>> Start Record extracts

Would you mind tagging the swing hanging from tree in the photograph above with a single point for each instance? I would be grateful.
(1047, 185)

>> End Record extracts
>> Start Record extracts

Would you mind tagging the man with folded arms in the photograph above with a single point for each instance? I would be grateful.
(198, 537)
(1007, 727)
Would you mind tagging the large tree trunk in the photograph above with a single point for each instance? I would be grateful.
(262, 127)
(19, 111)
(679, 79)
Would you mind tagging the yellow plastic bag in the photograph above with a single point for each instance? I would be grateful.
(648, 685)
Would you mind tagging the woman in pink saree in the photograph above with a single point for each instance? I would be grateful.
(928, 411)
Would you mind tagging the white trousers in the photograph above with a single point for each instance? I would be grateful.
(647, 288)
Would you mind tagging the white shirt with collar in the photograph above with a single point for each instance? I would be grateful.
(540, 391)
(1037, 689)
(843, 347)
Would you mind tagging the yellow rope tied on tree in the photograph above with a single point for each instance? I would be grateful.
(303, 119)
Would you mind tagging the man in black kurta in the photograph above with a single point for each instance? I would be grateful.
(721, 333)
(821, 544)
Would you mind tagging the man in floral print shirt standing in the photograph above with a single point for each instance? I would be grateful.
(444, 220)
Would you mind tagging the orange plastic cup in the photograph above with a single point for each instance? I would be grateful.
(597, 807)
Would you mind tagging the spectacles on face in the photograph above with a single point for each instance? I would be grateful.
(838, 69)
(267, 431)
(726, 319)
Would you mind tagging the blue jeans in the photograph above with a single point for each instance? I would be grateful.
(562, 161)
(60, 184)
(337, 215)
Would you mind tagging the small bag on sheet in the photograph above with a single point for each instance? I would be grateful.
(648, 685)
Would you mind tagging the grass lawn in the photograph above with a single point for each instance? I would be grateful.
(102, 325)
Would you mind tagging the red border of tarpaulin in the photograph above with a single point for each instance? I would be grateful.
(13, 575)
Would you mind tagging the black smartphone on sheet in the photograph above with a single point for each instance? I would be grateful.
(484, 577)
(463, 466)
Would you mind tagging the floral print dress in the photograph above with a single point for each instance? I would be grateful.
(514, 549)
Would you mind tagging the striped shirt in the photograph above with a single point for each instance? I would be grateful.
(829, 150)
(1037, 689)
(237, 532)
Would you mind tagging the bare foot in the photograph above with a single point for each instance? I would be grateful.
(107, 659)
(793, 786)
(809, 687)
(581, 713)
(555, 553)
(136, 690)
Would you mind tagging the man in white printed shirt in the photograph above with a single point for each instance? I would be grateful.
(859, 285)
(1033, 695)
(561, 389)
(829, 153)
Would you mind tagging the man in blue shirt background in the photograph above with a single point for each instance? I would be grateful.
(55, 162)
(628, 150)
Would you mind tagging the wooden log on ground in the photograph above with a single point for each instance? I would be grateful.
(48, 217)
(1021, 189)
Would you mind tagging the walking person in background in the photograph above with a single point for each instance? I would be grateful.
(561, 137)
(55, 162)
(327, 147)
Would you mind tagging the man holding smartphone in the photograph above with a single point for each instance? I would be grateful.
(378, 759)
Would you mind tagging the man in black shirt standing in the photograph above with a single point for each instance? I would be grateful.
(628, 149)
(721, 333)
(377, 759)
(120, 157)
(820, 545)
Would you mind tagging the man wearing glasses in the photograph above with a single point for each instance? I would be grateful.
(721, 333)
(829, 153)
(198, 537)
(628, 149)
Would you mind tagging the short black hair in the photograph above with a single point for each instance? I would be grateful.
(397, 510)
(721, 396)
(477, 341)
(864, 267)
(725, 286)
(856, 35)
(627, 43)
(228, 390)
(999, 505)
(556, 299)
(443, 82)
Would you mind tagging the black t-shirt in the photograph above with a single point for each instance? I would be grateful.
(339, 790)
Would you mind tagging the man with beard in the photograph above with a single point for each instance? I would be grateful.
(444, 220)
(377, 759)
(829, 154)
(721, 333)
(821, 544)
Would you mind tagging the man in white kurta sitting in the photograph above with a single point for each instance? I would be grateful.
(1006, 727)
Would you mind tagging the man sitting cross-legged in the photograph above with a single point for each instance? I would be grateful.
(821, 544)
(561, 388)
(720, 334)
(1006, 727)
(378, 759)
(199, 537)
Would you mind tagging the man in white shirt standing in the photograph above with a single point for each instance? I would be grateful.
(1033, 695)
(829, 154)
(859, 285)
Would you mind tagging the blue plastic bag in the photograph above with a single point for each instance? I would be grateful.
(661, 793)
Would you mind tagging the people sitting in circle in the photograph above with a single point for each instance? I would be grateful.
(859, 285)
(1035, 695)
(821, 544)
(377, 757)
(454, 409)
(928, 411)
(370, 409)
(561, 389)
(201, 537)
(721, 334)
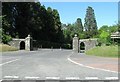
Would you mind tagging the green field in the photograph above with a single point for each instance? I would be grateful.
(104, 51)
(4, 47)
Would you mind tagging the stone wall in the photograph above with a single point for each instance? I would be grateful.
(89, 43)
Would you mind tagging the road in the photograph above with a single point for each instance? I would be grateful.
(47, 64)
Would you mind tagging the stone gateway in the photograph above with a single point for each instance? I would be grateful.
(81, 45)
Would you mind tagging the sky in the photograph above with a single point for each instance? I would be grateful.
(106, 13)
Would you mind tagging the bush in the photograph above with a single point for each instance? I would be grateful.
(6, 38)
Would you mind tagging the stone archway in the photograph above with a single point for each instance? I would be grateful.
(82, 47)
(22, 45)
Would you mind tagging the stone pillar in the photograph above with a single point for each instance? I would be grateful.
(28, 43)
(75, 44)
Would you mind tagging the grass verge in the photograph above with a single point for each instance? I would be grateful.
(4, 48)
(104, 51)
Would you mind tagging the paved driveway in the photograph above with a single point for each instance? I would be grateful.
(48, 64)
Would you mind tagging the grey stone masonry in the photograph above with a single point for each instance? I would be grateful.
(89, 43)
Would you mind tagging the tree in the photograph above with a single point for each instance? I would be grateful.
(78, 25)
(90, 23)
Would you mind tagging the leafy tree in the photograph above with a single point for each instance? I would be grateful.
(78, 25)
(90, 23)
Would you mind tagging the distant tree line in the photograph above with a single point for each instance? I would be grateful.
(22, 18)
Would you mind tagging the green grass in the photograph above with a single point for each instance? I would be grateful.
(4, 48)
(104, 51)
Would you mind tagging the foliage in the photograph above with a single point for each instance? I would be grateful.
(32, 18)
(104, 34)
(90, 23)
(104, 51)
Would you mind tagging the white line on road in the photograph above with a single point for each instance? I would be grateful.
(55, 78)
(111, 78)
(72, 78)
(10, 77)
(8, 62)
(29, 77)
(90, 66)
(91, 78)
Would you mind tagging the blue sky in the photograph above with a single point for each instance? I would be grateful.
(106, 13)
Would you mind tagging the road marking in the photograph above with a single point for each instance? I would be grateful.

>> End Record extracts

> Your instructions
Swap "swing" for "hammock" in the lines above, from the line with "Would you mind tagging the swing" to the line with "(1047, 185)", and output only those lines with nothing else changed.

> Output
Would you mind tagging the hammock hanging from tree in the photograph above with a single point for each instance? I would be grateful.
(1047, 185)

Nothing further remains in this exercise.